▸ **Work to complete**
Can you write out the lines between the ones holding "sign. Provide the bounding box" and "[30,509,880,584]", inclusive, keeping the requests and shifting every bounding-box coordinate by -6?

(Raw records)
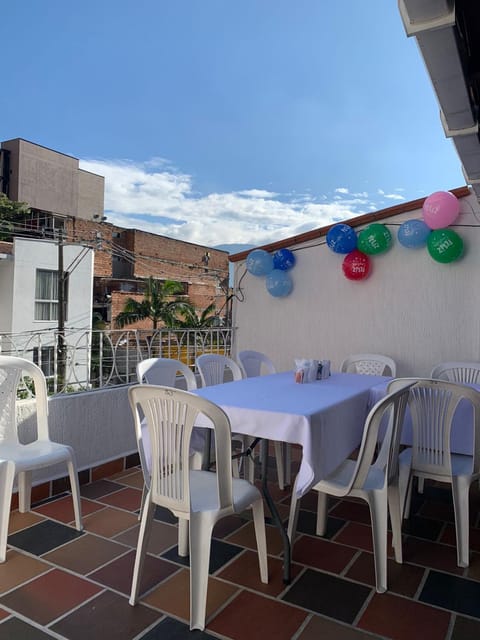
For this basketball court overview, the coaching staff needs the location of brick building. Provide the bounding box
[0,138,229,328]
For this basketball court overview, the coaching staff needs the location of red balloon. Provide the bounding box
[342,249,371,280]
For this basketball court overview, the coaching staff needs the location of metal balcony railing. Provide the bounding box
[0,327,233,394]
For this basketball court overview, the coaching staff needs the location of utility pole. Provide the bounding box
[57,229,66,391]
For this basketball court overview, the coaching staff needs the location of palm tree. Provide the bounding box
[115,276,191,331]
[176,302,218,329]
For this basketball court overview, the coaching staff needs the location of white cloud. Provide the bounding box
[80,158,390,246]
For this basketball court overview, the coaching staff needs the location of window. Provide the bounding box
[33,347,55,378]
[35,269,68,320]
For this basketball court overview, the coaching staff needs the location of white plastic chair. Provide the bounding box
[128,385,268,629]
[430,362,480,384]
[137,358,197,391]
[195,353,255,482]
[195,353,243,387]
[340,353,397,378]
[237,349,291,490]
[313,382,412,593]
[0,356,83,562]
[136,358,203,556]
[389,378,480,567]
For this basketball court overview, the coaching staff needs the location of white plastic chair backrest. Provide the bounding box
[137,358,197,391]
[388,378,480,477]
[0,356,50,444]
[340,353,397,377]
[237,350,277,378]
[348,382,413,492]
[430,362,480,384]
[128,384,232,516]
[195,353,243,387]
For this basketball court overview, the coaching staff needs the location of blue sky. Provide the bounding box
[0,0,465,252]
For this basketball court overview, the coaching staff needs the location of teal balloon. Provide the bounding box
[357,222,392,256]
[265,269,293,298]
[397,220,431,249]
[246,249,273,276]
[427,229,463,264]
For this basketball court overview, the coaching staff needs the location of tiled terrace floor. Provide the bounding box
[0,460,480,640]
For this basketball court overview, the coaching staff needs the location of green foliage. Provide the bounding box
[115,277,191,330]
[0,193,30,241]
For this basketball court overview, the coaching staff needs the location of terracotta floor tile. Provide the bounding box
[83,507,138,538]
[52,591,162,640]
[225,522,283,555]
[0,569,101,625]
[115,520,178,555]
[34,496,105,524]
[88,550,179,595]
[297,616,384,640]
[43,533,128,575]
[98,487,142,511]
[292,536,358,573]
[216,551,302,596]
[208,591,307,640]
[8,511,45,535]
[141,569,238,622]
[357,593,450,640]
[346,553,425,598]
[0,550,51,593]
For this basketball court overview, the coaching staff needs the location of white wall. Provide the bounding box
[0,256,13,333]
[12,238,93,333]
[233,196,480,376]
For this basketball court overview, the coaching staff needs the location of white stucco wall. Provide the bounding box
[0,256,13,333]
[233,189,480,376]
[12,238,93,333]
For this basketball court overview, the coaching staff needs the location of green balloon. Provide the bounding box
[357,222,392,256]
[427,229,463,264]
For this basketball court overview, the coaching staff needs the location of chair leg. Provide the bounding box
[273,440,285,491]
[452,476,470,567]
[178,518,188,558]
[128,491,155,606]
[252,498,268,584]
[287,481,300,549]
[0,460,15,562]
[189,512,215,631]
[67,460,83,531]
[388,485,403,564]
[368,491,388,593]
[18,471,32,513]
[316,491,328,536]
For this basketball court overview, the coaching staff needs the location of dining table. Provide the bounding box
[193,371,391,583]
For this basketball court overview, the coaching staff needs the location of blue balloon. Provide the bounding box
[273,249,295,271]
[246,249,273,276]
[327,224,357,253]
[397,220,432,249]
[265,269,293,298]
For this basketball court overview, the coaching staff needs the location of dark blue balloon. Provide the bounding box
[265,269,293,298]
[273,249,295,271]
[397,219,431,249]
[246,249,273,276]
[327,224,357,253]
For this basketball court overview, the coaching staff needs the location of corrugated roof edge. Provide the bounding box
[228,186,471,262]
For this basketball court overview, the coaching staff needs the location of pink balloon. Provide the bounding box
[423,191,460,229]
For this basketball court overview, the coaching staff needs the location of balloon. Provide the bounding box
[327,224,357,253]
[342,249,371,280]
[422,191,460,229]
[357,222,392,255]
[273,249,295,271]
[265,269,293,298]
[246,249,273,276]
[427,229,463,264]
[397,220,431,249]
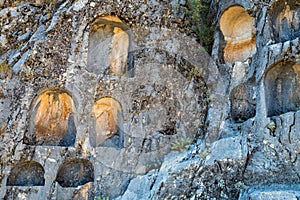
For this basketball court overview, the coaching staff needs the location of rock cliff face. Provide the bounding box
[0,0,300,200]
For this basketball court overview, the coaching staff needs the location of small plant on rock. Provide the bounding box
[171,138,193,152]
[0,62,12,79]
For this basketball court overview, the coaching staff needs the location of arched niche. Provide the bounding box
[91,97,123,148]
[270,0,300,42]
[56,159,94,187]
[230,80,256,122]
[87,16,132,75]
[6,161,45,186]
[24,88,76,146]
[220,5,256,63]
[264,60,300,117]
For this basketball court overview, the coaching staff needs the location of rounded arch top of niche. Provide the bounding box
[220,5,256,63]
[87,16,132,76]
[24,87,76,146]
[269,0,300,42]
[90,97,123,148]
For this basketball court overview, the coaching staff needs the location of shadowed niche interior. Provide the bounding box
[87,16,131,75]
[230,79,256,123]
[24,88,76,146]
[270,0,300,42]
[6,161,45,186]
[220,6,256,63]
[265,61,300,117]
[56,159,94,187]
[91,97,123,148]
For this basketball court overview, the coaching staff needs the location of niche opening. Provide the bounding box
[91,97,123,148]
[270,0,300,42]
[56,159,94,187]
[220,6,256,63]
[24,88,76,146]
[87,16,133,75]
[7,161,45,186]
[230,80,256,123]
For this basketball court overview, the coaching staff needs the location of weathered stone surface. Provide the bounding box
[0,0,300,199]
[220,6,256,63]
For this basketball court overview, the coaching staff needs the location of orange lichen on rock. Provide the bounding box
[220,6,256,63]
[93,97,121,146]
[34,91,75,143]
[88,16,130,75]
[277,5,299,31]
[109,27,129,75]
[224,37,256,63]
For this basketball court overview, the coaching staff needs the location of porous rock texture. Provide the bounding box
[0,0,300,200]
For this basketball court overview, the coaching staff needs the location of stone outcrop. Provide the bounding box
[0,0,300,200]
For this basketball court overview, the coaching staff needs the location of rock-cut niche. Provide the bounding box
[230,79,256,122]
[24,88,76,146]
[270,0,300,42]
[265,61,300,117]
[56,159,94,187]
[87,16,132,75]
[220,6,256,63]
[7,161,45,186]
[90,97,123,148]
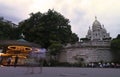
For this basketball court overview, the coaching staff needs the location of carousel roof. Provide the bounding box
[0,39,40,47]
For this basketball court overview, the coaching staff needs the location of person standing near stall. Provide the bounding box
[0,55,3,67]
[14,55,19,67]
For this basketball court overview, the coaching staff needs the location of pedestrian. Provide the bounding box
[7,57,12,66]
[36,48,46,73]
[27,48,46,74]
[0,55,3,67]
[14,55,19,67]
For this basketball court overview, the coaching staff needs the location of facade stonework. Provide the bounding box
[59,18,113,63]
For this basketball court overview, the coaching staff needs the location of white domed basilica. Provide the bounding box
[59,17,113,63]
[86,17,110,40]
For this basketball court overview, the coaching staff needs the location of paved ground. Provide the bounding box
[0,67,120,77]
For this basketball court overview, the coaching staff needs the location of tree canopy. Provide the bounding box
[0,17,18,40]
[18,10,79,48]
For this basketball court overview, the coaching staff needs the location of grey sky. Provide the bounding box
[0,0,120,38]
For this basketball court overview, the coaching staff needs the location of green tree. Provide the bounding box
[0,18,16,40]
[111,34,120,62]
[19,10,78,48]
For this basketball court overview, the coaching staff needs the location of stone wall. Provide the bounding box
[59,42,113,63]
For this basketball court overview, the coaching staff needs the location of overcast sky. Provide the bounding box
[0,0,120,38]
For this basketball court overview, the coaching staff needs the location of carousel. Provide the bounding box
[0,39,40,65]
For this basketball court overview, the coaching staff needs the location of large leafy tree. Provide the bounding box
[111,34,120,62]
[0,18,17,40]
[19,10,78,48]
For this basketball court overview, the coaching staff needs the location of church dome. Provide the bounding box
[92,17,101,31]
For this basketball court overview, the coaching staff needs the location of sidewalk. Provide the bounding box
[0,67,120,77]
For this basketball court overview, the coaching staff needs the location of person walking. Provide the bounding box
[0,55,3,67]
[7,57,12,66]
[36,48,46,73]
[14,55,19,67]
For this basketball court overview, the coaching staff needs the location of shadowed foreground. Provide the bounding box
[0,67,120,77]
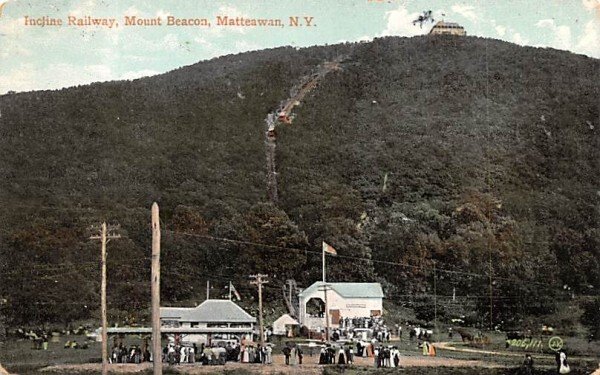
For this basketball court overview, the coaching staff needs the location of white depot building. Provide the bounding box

...

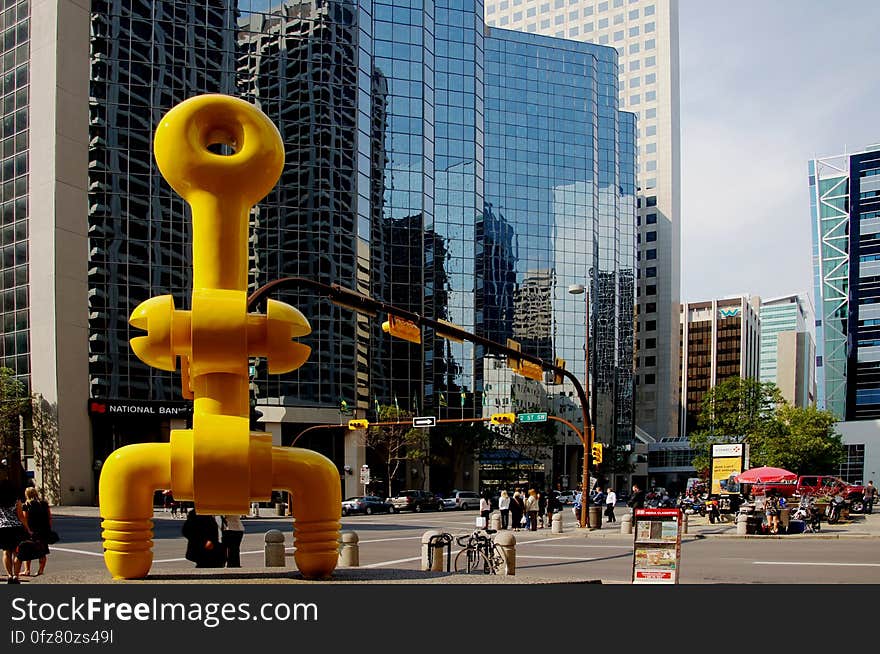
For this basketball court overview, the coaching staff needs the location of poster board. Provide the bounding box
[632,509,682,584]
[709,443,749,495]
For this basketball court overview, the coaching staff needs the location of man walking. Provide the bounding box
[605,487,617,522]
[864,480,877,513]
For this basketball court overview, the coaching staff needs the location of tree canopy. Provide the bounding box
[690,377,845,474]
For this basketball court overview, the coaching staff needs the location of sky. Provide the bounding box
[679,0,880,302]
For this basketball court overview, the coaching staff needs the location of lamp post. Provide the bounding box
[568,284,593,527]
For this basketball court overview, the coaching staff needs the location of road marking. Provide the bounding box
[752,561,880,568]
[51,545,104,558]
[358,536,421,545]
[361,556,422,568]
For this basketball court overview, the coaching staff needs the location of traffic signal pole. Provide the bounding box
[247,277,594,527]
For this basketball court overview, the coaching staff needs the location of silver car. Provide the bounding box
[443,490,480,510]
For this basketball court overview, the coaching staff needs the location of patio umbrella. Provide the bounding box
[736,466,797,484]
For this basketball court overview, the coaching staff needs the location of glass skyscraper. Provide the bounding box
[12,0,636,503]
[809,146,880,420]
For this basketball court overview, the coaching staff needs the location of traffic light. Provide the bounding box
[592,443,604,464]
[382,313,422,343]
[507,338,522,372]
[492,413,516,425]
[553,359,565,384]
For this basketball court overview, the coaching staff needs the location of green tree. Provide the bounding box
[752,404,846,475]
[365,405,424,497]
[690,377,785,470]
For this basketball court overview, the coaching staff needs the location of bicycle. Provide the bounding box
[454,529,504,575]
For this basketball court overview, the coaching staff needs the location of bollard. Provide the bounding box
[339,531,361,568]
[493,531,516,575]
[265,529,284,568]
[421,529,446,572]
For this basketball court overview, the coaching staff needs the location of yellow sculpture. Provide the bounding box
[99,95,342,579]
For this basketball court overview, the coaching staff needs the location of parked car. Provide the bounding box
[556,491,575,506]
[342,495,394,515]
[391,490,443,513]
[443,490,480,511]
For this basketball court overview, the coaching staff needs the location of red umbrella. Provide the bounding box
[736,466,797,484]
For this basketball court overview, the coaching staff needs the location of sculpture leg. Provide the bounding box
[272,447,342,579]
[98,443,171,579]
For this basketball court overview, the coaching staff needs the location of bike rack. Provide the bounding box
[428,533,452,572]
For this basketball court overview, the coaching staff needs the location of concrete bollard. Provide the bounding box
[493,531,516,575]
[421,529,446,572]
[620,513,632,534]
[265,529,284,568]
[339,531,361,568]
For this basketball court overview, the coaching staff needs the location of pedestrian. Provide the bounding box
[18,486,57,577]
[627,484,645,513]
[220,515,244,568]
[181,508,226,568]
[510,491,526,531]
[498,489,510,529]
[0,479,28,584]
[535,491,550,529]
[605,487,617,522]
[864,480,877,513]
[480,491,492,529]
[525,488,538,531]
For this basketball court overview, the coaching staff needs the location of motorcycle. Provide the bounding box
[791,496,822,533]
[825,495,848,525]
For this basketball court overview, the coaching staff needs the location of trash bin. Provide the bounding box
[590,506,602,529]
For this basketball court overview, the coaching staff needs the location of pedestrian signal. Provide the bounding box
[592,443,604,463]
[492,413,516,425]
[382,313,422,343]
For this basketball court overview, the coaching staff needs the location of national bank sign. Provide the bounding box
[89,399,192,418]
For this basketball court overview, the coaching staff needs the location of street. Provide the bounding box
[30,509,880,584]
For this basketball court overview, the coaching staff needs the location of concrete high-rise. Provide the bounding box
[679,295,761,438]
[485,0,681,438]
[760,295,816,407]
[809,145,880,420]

==

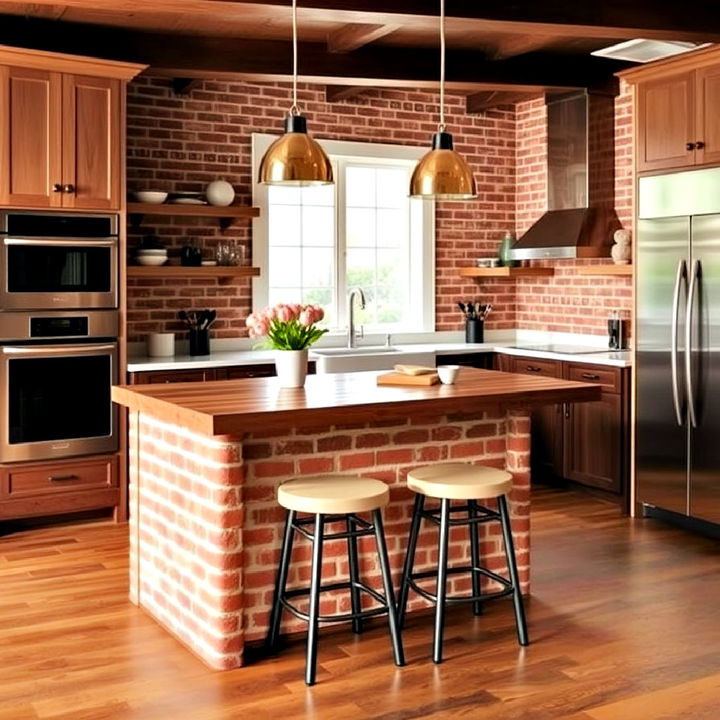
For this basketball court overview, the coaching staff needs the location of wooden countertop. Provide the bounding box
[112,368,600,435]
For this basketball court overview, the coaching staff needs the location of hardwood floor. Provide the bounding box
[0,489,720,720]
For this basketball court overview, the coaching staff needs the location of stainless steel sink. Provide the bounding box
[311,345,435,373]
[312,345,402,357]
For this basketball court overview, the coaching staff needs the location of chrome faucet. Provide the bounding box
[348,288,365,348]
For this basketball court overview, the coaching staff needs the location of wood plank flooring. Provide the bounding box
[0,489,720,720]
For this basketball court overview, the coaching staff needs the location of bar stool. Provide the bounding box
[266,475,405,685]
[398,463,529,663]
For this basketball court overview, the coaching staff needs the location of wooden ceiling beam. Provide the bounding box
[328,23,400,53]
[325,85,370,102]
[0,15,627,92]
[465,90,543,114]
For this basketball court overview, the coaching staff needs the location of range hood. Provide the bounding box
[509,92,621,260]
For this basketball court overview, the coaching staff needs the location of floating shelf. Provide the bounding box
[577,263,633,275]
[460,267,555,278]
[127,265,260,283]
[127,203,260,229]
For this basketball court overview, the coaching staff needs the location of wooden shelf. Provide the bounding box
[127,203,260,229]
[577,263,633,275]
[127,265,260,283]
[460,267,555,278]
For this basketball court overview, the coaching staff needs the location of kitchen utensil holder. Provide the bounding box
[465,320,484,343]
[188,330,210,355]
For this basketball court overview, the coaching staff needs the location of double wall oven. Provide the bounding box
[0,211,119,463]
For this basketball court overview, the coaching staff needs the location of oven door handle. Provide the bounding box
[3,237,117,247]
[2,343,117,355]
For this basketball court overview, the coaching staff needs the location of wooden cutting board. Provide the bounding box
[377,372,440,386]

▸ **Solved problem**
For this basketball court overview, the coaching staff needs the location of national bank sign. Provide the bounding box
[83,393,186,412]
For this basketball court overview, the coaching staff needs the location of street. Provide the bounding box
[24,503,874,578]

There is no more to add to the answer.